▸ WHAT THIS TASK INVOLVES: Render the entries from the line with "Detect any visible window pane." up to and including the line with "[223,0,413,80]" as a JSON list of strings, one string per line, with blank lines skipped. Leave the pictures out.

▸ DATA EXCERPTS:
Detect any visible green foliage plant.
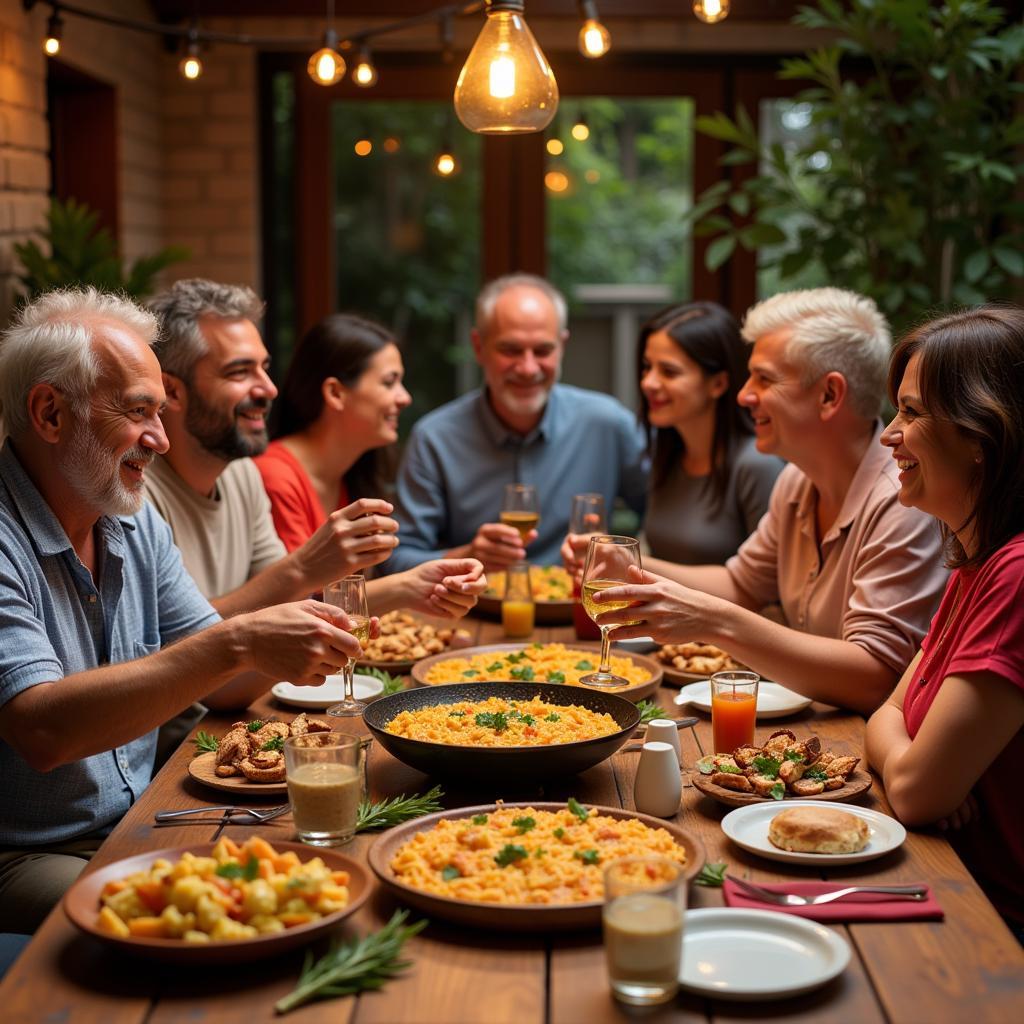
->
[14,199,189,302]
[689,0,1024,329]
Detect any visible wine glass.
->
[324,575,370,718]
[501,483,541,544]
[580,534,642,689]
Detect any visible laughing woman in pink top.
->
[866,306,1024,934]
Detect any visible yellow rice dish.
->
[387,697,621,746]
[391,800,686,905]
[96,836,349,942]
[484,565,572,601]
[425,643,650,692]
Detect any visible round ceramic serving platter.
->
[63,843,372,966]
[188,751,288,796]
[362,683,640,792]
[672,679,811,719]
[722,799,906,866]
[413,641,662,700]
[270,673,384,711]
[368,803,705,932]
[690,768,871,807]
[679,907,850,1001]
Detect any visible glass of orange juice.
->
[711,672,761,754]
[502,562,535,638]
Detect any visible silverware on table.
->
[729,874,928,906]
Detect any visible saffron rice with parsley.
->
[387,697,622,746]
[426,643,650,686]
[391,800,686,905]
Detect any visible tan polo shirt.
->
[726,426,947,673]
[145,456,287,599]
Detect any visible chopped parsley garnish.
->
[213,857,259,882]
[754,755,782,778]
[495,843,529,867]
[566,797,590,821]
[475,711,509,732]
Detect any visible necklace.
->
[918,575,965,686]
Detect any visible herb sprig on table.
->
[273,910,427,1014]
[355,785,444,831]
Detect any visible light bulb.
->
[306,29,345,85]
[693,0,729,25]
[455,0,558,135]
[580,18,611,58]
[352,46,378,89]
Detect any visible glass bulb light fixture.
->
[693,0,729,25]
[580,0,611,59]
[455,0,558,135]
[43,6,63,57]
[352,46,378,89]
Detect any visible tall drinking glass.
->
[501,483,541,544]
[580,534,641,689]
[324,575,370,718]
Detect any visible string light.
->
[579,0,611,59]
[455,0,558,135]
[693,0,729,25]
[352,46,378,89]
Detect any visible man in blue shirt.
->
[0,289,359,932]
[384,274,647,572]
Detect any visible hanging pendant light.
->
[455,0,558,135]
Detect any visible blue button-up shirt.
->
[0,440,220,846]
[383,384,647,572]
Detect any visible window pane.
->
[331,99,480,430]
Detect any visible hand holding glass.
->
[580,534,641,689]
[324,575,370,718]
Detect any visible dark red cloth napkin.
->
[722,878,945,922]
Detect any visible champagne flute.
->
[501,483,541,544]
[580,534,642,689]
[324,575,370,718]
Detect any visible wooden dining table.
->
[0,618,1024,1024]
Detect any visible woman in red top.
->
[866,306,1024,932]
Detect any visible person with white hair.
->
[0,289,359,933]
[383,273,647,572]
[595,288,946,713]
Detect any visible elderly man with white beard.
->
[0,289,359,932]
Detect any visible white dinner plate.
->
[673,679,811,718]
[722,798,906,866]
[679,907,850,1000]
[270,672,384,709]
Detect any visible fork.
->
[729,874,928,906]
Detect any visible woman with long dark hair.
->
[866,306,1024,936]
[637,302,783,571]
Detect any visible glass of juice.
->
[501,483,541,544]
[711,672,761,754]
[324,575,370,718]
[285,732,362,846]
[580,534,640,689]
[502,562,535,639]
[602,856,686,1007]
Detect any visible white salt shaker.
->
[643,718,683,764]
[633,741,683,818]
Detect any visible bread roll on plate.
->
[768,807,869,853]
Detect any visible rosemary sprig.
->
[693,860,729,889]
[193,729,220,754]
[355,785,444,831]
[273,910,427,1014]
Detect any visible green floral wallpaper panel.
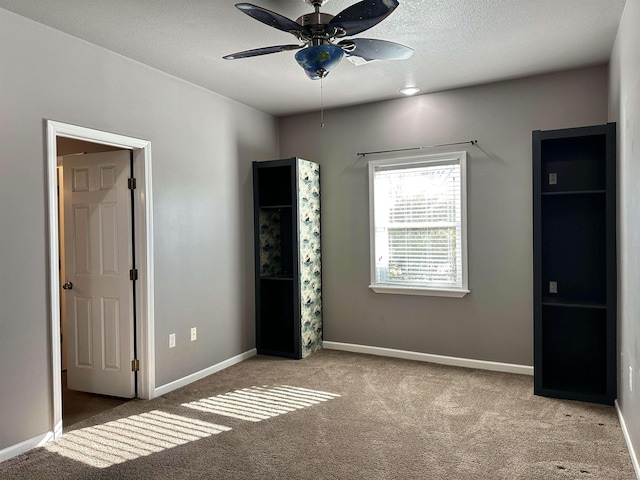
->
[298,159,322,358]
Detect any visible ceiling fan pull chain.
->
[320,77,324,128]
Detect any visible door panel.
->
[63,151,135,398]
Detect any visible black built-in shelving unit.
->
[253,157,322,359]
[533,123,617,404]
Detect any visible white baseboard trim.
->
[0,432,53,462]
[322,342,533,375]
[154,348,258,398]
[615,400,640,480]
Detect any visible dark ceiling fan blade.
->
[222,45,304,60]
[236,3,307,33]
[338,38,413,62]
[329,0,400,36]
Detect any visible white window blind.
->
[370,152,467,293]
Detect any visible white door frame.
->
[46,120,155,438]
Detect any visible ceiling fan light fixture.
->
[296,45,344,80]
[400,87,420,96]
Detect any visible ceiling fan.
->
[223,0,413,80]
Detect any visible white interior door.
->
[63,151,135,398]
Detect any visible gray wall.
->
[0,9,278,450]
[609,0,640,466]
[280,66,608,366]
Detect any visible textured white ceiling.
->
[0,0,625,115]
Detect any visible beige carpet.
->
[0,351,635,480]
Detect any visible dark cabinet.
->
[253,158,322,358]
[533,123,617,404]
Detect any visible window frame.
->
[368,151,470,298]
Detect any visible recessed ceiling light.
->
[400,87,420,95]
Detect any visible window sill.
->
[369,285,471,298]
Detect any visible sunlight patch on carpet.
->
[182,385,340,422]
[45,410,231,468]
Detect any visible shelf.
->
[542,190,607,196]
[542,297,607,310]
[532,124,617,405]
[260,273,293,281]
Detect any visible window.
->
[369,152,469,297]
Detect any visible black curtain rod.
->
[357,140,478,157]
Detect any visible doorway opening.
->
[46,121,155,438]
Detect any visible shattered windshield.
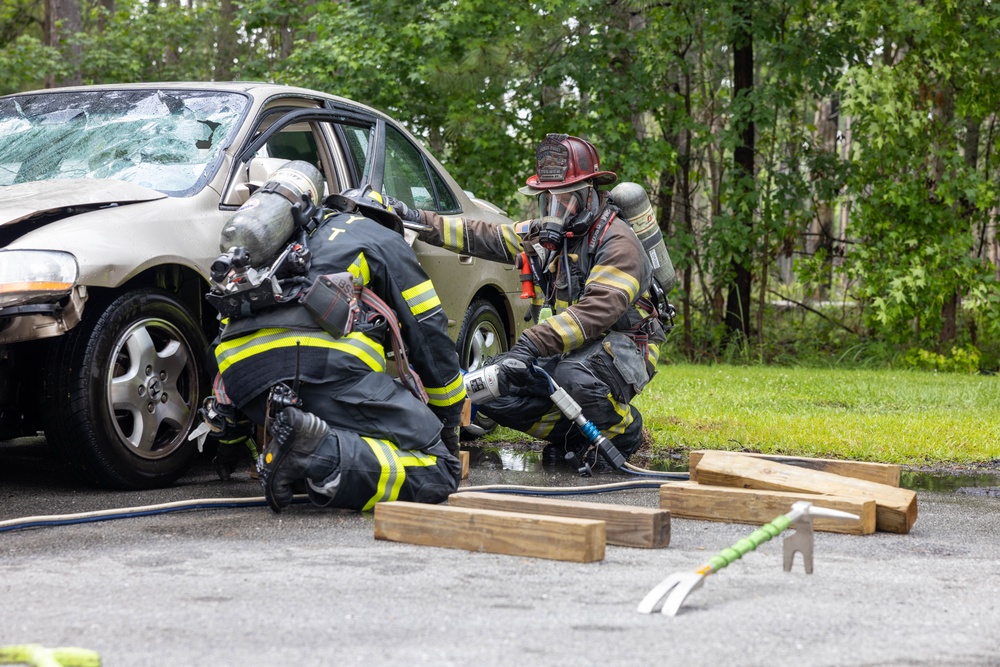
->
[0,90,249,196]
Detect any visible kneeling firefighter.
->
[203,162,465,511]
[390,134,672,469]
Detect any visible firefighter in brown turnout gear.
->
[210,185,465,511]
[392,134,665,464]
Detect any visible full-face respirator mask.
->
[538,184,600,250]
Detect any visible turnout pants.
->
[479,341,642,459]
[248,373,462,510]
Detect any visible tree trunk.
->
[726,0,754,340]
[45,0,83,88]
[806,99,840,300]
[215,0,236,81]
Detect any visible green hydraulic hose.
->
[0,644,101,667]
[696,514,796,575]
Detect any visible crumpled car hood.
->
[0,178,167,227]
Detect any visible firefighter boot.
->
[260,408,340,512]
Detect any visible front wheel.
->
[455,299,508,440]
[45,288,208,489]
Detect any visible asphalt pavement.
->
[0,442,1000,667]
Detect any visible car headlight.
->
[0,250,80,308]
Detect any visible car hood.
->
[0,178,167,227]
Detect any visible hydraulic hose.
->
[0,494,309,533]
[458,479,676,496]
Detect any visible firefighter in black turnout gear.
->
[391,134,666,469]
[215,189,465,511]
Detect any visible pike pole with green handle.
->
[638,501,858,616]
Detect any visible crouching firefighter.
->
[197,170,465,512]
[390,134,670,470]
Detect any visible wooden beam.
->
[375,501,606,563]
[448,491,670,549]
[689,449,899,486]
[698,452,917,533]
[664,482,875,541]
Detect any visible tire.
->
[44,288,208,489]
[455,299,509,440]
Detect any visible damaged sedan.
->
[0,83,525,488]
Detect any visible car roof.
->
[0,81,391,120]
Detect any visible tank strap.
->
[587,206,618,255]
[354,284,429,405]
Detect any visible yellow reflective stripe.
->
[441,216,465,250]
[424,373,465,407]
[587,264,639,301]
[361,436,406,511]
[500,225,521,257]
[403,280,441,316]
[215,329,385,373]
[525,409,562,439]
[545,312,584,352]
[601,393,633,440]
[347,252,372,285]
[396,449,437,468]
[646,343,660,368]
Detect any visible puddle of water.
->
[470,447,1000,492]
[469,447,688,473]
[899,470,1000,491]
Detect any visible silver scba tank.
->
[219,160,323,268]
[611,181,677,294]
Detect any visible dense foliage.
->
[7,0,1000,368]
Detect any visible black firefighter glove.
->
[497,334,539,396]
[386,197,420,222]
[192,397,257,482]
[433,405,462,459]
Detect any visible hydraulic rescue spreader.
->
[465,364,624,477]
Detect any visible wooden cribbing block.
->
[375,501,605,563]
[698,452,917,533]
[448,491,672,549]
[664,482,875,541]
[689,449,899,486]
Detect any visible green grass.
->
[635,364,1000,465]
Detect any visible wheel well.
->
[93,264,219,341]
[473,286,517,349]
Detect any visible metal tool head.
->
[792,501,858,520]
[638,572,706,616]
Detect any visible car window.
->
[0,89,248,196]
[267,130,322,169]
[382,126,459,213]
[340,125,371,183]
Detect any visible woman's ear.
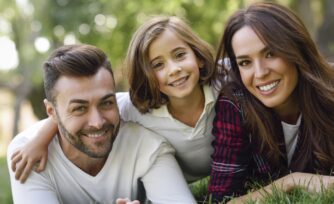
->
[197,60,204,69]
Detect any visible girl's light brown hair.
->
[216,3,334,172]
[124,16,215,113]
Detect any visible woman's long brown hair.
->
[216,3,334,172]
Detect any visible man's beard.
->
[57,111,120,158]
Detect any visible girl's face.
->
[149,29,202,101]
[232,26,298,114]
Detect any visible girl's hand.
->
[11,143,48,183]
[116,198,140,204]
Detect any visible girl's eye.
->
[151,62,164,69]
[175,52,187,59]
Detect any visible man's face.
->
[47,68,120,158]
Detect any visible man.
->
[7,45,195,203]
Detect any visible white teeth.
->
[259,81,279,91]
[87,130,106,138]
[169,77,188,86]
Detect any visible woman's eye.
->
[101,101,114,108]
[238,60,250,67]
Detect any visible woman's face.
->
[232,26,298,114]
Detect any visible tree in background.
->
[0,0,334,139]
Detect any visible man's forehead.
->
[54,69,115,101]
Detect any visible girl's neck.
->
[167,86,205,127]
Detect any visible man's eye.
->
[72,106,87,113]
[101,101,114,108]
[175,52,187,59]
[238,60,250,67]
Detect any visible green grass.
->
[190,177,334,204]
[0,157,13,204]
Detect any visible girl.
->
[12,16,217,182]
[209,3,334,201]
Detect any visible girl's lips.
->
[168,76,189,87]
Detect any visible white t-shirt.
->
[281,114,302,165]
[116,85,218,181]
[7,121,196,204]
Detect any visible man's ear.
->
[43,99,58,122]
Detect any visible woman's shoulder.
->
[217,90,244,110]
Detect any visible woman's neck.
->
[275,95,300,125]
[167,86,205,127]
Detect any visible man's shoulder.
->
[7,120,45,154]
[119,121,166,143]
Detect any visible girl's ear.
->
[197,60,204,69]
[43,99,58,122]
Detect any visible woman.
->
[209,3,334,201]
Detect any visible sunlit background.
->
[0,0,334,203]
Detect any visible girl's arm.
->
[229,172,334,203]
[11,118,58,183]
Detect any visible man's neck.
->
[58,135,107,176]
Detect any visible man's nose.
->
[88,109,105,129]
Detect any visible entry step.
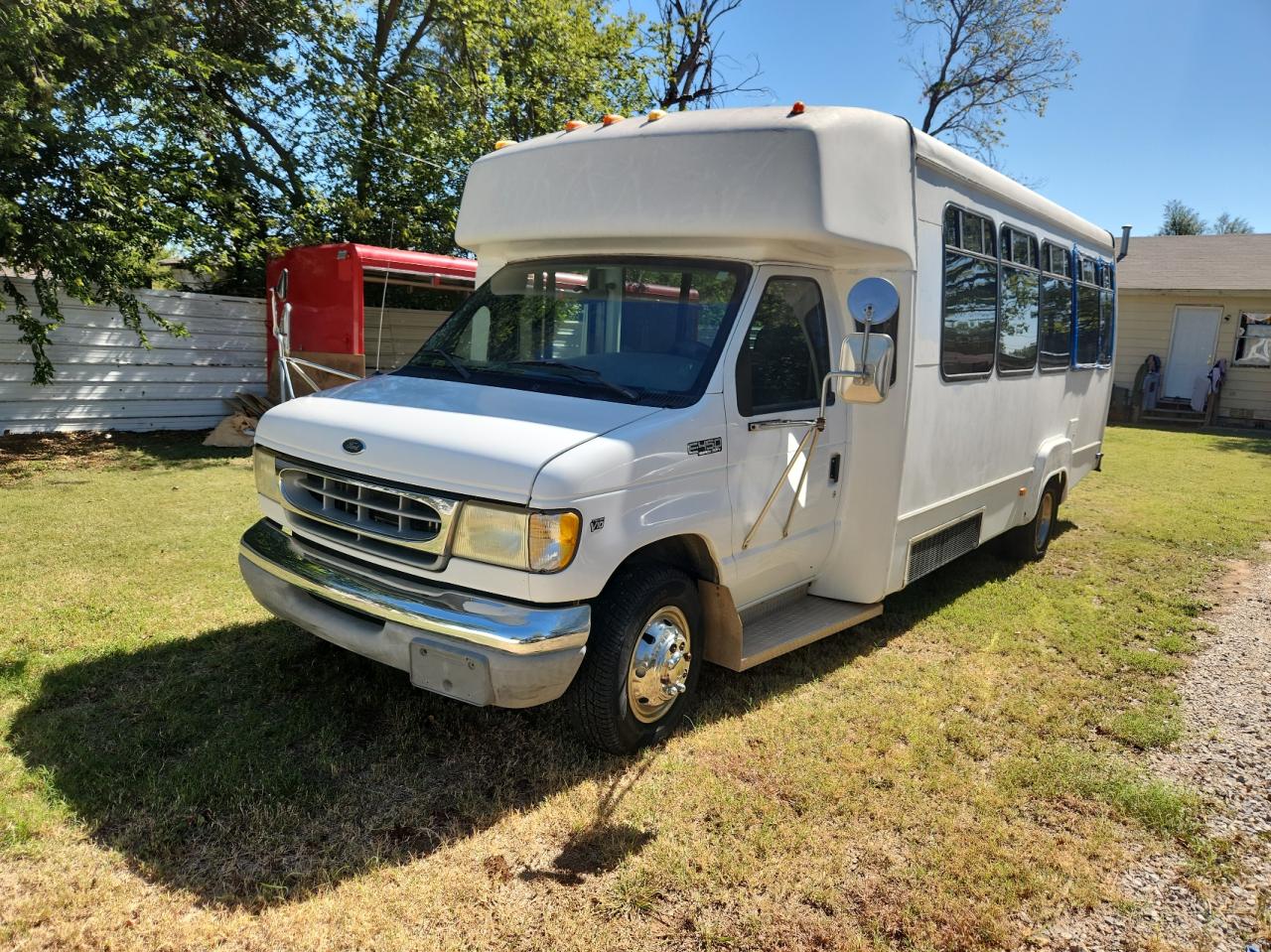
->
[727,594,882,671]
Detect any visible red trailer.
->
[266,241,477,399]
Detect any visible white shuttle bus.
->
[240,105,1115,751]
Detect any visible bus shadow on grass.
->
[9,522,1067,908]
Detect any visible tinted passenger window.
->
[1074,257,1100,367]
[940,207,998,377]
[737,277,830,417]
[1039,241,1072,370]
[1097,264,1116,367]
[998,227,1040,373]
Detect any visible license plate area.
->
[410,638,494,706]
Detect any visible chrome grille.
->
[278,459,458,568]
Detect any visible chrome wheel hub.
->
[627,605,693,724]
[1034,493,1055,550]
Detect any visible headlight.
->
[454,502,578,572]
[251,446,282,502]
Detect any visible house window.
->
[737,277,830,417]
[940,205,998,377]
[1039,241,1072,371]
[1231,312,1271,367]
[1072,254,1099,367]
[998,225,1041,373]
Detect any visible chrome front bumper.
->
[239,520,591,707]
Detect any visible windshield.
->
[396,258,750,407]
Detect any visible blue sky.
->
[632,0,1271,235]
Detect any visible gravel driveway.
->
[1030,543,1271,952]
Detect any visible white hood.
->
[255,375,658,504]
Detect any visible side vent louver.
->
[905,512,984,585]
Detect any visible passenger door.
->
[726,267,846,607]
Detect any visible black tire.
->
[566,566,704,753]
[1002,479,1059,562]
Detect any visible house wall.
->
[1113,289,1271,421]
[0,280,266,434]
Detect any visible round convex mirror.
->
[848,277,900,326]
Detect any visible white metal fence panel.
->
[0,280,266,434]
[363,305,450,370]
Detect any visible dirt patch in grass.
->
[1029,543,1271,952]
[0,430,250,484]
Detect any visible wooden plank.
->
[0,343,264,373]
[0,398,238,427]
[23,308,269,340]
[0,380,264,403]
[5,328,264,350]
[0,363,264,381]
[0,414,223,434]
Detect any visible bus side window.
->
[998,225,1040,375]
[1039,241,1072,371]
[940,204,998,379]
[1097,262,1116,367]
[1072,254,1100,367]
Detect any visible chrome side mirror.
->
[848,277,900,332]
[838,333,895,403]
[838,277,900,403]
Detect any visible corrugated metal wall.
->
[364,304,450,370]
[0,281,266,434]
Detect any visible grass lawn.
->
[0,428,1271,951]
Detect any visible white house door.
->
[725,266,848,607]
[1161,308,1222,400]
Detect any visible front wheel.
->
[1005,479,1059,562]
[567,566,703,753]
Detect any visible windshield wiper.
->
[496,359,639,400]
[414,347,473,380]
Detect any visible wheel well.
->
[1046,469,1067,502]
[616,535,719,585]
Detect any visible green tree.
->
[1213,211,1253,235]
[0,0,665,382]
[0,0,328,382]
[1157,199,1206,235]
[898,0,1077,159]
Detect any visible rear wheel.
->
[567,566,702,753]
[1004,479,1059,562]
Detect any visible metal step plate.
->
[730,595,882,671]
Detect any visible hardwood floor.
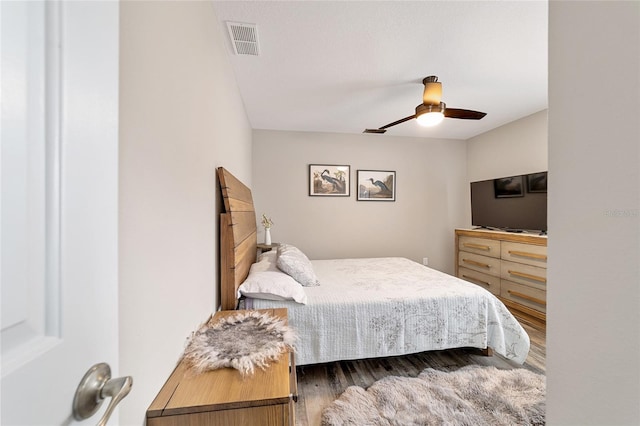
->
[296,318,546,426]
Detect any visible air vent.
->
[227,22,260,56]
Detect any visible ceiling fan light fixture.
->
[416,102,445,127]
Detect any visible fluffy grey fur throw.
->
[182,311,295,375]
[322,366,546,426]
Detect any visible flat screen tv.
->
[471,172,547,233]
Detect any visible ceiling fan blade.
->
[362,114,416,134]
[444,107,487,120]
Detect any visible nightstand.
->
[146,308,298,426]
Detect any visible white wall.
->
[252,130,468,273]
[467,110,548,182]
[119,1,251,425]
[547,1,640,425]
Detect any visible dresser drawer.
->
[458,251,500,277]
[501,241,547,268]
[458,267,500,296]
[458,236,500,258]
[500,280,547,313]
[500,260,547,291]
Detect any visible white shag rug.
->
[182,311,295,375]
[322,365,546,426]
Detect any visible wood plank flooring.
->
[296,318,546,426]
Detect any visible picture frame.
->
[356,170,396,201]
[493,176,524,198]
[527,172,547,193]
[309,164,351,197]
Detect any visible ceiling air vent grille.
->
[227,22,260,56]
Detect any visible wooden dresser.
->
[455,229,547,323]
[146,309,297,426]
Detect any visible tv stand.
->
[455,229,547,325]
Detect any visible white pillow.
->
[238,251,307,305]
[276,244,320,287]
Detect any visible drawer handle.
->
[462,274,491,287]
[507,290,547,306]
[507,270,547,284]
[509,250,547,260]
[462,259,491,269]
[462,243,491,251]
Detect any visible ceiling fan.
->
[363,75,487,134]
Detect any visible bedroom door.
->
[0,1,126,425]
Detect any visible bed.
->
[218,168,529,365]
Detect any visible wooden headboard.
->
[218,167,257,310]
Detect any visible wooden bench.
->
[147,309,297,426]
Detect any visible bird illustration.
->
[369,178,391,192]
[320,169,344,192]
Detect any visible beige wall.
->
[467,110,548,182]
[253,130,468,273]
[547,1,640,426]
[119,1,251,425]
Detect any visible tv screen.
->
[471,172,547,232]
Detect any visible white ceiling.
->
[213,0,547,139]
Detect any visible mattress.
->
[247,257,530,365]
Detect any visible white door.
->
[0,1,122,426]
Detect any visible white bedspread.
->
[249,258,529,365]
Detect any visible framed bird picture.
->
[309,164,351,197]
[358,170,396,201]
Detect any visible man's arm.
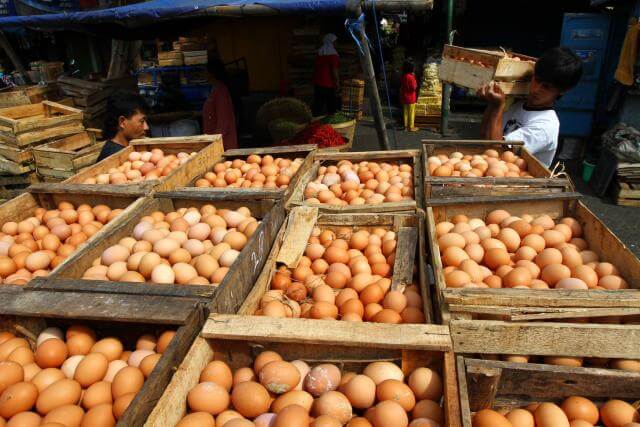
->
[478,82,505,140]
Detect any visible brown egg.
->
[560,396,600,425]
[231,381,271,418]
[36,378,82,415]
[111,366,144,399]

▸ EXPECTED ANSWER:
[
  "Detect any visible window pane.",
  "->",
  "[331,99,480,430]",
  "Detect any visible hand holding glass.",
  "->",
  "[580,534,641,689]",
  "[324,575,370,718]",
  "Detect any visible dark red cloth napkin.",
  "->",
  "[722,878,945,922]",
  "Detect any visible champagne flute.",
  "->",
  "[501,483,541,544]",
  "[580,534,642,689]",
  "[324,575,370,718]",
  "Detect any visible wooden dining table.",
  "->",
  "[0,618,1024,1024]",
  "Detect any visible woman in red top.",
  "->",
  "[866,306,1024,932]",
  "Detect any visible person with white hair.",
  "->",
  "[0,289,359,933]",
  "[383,273,647,572]",
  "[595,288,946,713]",
  "Detect any visible elderly man with white beard.",
  "->",
  "[0,289,359,932]",
  "Detect any visible white dinner plate.",
  "->",
  "[673,679,811,718]",
  "[722,798,906,866]",
  "[679,907,850,1000]",
  "[270,672,384,709]",
  "Detect any visible fork.",
  "->",
  "[729,874,928,906]",
  "Detect any visible woman with long dark hair.",
  "->",
  "[866,306,1024,936]",
  "[637,302,783,571]",
  "Detect any visible glass of juice.",
  "->",
  "[501,483,541,544]",
  "[711,672,761,754]",
  "[324,575,370,718]",
  "[285,732,362,846]",
  "[580,534,640,689]",
  "[502,562,535,639]",
  "[602,856,686,1007]",
  "Detect any visible white salt shaker.",
  "->",
  "[643,718,683,764]",
  "[633,741,683,818]",
  "Detect any visible bread roll on plate.",
  "->",
  "[768,807,869,853]",
  "Detect any visible rosemary sprig.",
  "->",
  "[693,860,729,889]",
  "[193,729,220,754]",
  "[355,785,444,831]",
  "[273,910,427,1014]",
  "Detect any visible green floral wallpaper panel.",
  "->",
  "[298,159,322,358]",
  "Detect any visible ceiling fan pull chain.",
  "->",
  "[320,77,324,128]",
  "Detect any visible door panel.",
  "->",
  "[63,151,135,398]",
  "Detect any visible black built-in shelving unit.",
  "->",
  "[253,157,322,359]",
  "[533,123,617,404]",
  "Detect any visible white baseboard trim.",
  "->",
  "[0,432,53,462]",
  "[322,342,533,375]",
  "[154,348,258,398]",
  "[615,400,640,480]",
  "Detect any visible dark ceiling fan blade.",
  "->",
  "[222,45,304,60]",
  "[236,3,307,33]",
  "[338,38,413,62]",
  "[329,0,400,36]",
  "Detect any visible white window blind.",
  "->",
  "[370,152,467,293]",
  "Detect any visible white door frame.",
  "->",
  "[46,120,155,438]",
  "Detect any visible ceiling fan light fixture.",
  "->",
  "[296,45,344,80]",
  "[400,87,420,96]",
  "Detect any visible ceiling fan.",
  "->",
  "[223,0,413,80]"
]